**Task directions**
Repeat the rows below word for word, from their start through the line containing "348 687 L 378", leaving the pictures out.

**Task data**
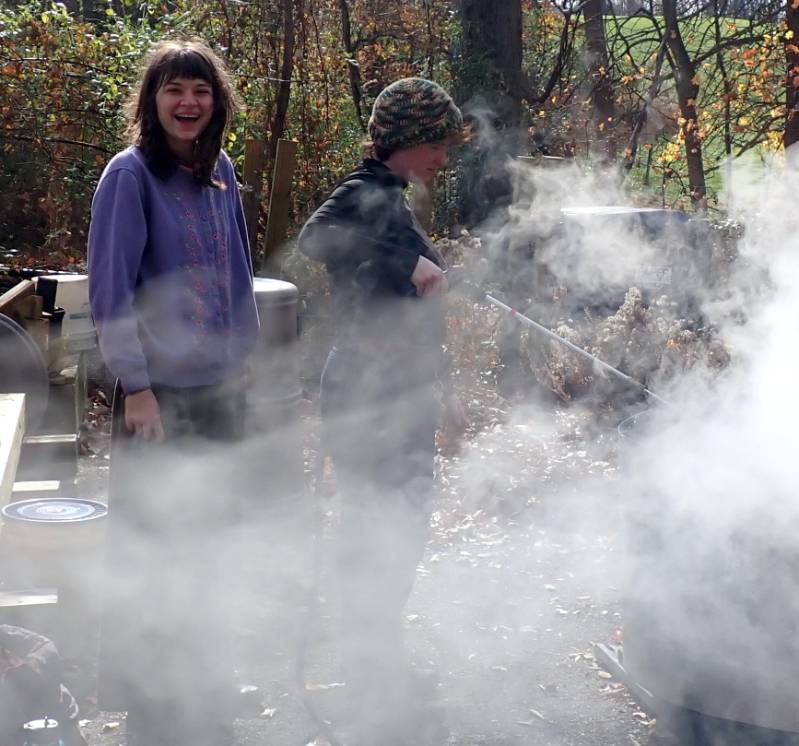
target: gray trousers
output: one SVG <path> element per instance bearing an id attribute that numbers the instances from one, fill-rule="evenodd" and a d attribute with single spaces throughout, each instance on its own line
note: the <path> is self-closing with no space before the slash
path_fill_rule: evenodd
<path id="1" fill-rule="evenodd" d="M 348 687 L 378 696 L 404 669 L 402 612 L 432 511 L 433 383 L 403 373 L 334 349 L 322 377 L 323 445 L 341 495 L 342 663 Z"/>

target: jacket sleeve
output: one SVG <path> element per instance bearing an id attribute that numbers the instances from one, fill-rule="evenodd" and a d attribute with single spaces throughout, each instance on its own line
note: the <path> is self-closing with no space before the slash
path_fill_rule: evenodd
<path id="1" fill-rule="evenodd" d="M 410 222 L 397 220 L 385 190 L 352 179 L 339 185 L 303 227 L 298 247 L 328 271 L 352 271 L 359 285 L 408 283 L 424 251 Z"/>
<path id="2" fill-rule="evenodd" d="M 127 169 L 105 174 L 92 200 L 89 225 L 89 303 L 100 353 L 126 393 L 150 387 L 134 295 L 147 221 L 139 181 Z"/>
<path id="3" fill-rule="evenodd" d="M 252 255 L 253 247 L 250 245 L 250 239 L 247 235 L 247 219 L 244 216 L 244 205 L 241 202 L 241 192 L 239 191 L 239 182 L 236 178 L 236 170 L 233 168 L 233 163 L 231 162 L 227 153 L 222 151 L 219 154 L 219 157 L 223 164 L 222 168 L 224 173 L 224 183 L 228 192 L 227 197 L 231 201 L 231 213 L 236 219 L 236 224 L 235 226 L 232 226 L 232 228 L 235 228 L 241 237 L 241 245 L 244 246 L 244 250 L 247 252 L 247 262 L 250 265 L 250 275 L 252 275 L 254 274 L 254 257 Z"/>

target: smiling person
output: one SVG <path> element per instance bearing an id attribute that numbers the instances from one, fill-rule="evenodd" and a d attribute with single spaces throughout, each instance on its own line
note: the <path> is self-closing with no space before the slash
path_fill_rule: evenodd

**Written answer**
target: gray trousers
output: one SVG <path> element per instance bearing an id attribute that numbers the instances from one, fill-rule="evenodd" and a d attribute with single spaces throughout, each instance on its own line
note: the <path> is self-closing with no space before the slash
path_fill_rule: evenodd
<path id="1" fill-rule="evenodd" d="M 348 687 L 378 696 L 404 669 L 402 612 L 432 511 L 433 383 L 403 373 L 334 349 L 322 377 L 323 445 L 341 495 L 342 663 Z"/>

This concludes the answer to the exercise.